▶ _ASSIGNMENT_
For every line in the records below that contains the word "metal", add one to a count, and report only that count.
══ SUPPLIED ENTRIES
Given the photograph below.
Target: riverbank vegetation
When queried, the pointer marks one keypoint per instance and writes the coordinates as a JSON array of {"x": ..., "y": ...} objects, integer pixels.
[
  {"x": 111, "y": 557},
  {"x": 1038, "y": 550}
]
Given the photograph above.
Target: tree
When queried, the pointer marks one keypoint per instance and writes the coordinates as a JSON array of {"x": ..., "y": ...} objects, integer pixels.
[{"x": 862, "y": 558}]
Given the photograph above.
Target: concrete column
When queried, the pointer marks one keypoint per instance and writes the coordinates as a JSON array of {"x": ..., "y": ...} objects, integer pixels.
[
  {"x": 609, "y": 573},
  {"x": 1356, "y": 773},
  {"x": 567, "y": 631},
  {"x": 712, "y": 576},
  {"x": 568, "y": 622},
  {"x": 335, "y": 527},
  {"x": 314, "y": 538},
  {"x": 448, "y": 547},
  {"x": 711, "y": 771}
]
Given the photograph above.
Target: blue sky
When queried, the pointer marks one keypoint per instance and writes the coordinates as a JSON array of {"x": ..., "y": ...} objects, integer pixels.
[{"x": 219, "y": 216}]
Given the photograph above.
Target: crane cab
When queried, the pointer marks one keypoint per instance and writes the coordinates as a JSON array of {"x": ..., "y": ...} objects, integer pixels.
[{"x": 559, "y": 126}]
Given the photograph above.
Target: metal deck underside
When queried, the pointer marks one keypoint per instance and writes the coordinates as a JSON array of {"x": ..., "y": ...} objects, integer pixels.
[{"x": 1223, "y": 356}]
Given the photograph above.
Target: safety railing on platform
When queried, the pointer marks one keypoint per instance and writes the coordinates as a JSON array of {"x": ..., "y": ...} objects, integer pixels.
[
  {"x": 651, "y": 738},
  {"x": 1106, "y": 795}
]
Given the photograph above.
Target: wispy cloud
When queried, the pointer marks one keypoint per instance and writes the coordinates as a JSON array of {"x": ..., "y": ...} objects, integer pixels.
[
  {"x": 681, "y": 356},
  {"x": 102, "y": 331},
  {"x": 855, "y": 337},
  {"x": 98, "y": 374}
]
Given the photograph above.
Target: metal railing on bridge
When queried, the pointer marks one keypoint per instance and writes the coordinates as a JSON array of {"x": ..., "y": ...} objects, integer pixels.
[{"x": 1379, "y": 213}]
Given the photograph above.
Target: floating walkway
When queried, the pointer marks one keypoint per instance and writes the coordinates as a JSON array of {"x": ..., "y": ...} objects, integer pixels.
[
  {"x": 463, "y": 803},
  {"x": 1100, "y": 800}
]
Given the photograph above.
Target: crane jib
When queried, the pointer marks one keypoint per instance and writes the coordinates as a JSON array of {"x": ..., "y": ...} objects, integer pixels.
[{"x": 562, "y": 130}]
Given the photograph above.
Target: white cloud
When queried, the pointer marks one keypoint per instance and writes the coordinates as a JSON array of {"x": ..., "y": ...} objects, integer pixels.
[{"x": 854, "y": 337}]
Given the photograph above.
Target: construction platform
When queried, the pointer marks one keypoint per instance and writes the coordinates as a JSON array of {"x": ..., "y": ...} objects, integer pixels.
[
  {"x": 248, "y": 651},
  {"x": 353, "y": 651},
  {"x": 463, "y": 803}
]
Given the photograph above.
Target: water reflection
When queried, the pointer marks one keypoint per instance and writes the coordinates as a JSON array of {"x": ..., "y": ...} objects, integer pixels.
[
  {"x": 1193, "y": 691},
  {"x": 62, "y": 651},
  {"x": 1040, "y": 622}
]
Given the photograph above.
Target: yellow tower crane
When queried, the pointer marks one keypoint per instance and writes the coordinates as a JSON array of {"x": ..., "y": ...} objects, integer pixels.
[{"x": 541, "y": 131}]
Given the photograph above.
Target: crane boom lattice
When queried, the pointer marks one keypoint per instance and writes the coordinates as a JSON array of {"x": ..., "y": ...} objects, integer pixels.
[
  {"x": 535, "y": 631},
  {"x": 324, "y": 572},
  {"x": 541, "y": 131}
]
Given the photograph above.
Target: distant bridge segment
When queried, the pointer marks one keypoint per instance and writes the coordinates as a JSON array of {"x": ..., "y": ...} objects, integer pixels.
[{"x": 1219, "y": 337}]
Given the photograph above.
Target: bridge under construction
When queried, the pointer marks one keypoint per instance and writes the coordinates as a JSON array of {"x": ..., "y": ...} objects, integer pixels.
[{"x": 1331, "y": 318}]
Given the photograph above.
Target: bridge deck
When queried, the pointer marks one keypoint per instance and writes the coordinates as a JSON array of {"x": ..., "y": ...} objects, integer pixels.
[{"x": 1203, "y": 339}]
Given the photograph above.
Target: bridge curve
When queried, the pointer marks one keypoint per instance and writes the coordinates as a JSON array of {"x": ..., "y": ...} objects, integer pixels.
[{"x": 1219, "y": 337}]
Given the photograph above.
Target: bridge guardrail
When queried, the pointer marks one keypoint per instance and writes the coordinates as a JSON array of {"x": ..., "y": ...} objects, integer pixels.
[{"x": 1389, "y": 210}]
════
▶ _OUTPUT_
2